*WORK REQUIRED:* Copy each of the lines below without changing anything.

*DATA EXCERPTS:*
━━━━━━━━━━━━━━━━━━━━━━━━━━━━━━

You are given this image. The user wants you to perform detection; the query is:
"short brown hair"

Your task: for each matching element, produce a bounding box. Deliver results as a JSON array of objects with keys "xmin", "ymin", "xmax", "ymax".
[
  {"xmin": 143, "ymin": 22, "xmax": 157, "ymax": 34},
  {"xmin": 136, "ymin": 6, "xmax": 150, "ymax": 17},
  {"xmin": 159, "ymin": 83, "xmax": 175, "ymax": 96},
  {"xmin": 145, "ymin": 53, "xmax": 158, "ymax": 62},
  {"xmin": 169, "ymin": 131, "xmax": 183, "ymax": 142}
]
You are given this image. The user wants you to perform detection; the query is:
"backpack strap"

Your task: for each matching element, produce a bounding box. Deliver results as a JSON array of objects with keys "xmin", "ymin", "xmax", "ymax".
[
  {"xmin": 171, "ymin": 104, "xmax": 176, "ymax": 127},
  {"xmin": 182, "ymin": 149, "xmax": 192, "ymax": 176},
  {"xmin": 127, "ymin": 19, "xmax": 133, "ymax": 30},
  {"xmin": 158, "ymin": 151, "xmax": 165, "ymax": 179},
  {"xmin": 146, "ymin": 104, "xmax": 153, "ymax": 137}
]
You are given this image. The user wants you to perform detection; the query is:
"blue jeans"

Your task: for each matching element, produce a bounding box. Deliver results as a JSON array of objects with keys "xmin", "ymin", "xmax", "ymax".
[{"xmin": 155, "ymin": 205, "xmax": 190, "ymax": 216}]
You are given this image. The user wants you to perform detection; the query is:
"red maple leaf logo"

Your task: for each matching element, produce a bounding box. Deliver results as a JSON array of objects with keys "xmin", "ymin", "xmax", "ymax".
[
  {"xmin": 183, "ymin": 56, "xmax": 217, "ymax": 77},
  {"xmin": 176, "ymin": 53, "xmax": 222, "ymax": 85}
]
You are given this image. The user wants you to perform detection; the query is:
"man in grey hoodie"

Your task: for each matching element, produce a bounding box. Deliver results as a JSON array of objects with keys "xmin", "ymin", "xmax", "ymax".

━━━━━━━━━━━━━━━━━━━━━━━━━━━━━━

*WRITTEN RESPONSE:*
You are given this image. The user wants you to perform detection; the query is:
"short brown hair"

Your task: for each matching element, produce a bounding box. Deliver results as a JSON array of objects with keys "xmin", "ymin", "xmax", "ymax".
[
  {"xmin": 143, "ymin": 22, "xmax": 157, "ymax": 34},
  {"xmin": 136, "ymin": 6, "xmax": 150, "ymax": 17},
  {"xmin": 159, "ymin": 83, "xmax": 175, "ymax": 96},
  {"xmin": 145, "ymin": 53, "xmax": 158, "ymax": 62},
  {"xmin": 169, "ymin": 131, "xmax": 183, "ymax": 142}
]
You are given this image. The user wants you to perform detection; the query is:
"backpack strap"

Your task: for each matching element, produce a bounding box. Deliver results as a JSON array of objects with keys "xmin", "ymin", "xmax", "ymax".
[
  {"xmin": 171, "ymin": 104, "xmax": 176, "ymax": 127},
  {"xmin": 182, "ymin": 149, "xmax": 192, "ymax": 176},
  {"xmin": 127, "ymin": 19, "xmax": 133, "ymax": 30},
  {"xmin": 158, "ymin": 151, "xmax": 165, "ymax": 179},
  {"xmin": 146, "ymin": 104, "xmax": 153, "ymax": 137}
]
You are given this image. The user wants you to perform detection; the query is:
"blue jeans"

Your task: for each matching element, produce a bounding box. Deliver results as a JSON array of objects with keys "xmin", "ymin", "xmax", "ymax".
[{"xmin": 155, "ymin": 205, "xmax": 190, "ymax": 216}]
You are given this image. The user wants you to perform detection; the query is:
"red maple leaf logo"

Your task: for each matching element, produce a bounding box. Deliver results as a JSON array of objects with keys "xmin", "ymin", "xmax", "ymax".
[
  {"xmin": 183, "ymin": 56, "xmax": 217, "ymax": 77},
  {"xmin": 176, "ymin": 53, "xmax": 222, "ymax": 85}
]
You are given this image. The user wants you to perform detection; the query is:
"man in grey hoodie"

Your task: for each matching element, produce a bounding box. Deliver results as a JSON array of objects with keys "xmin", "ymin", "xmax", "ymax".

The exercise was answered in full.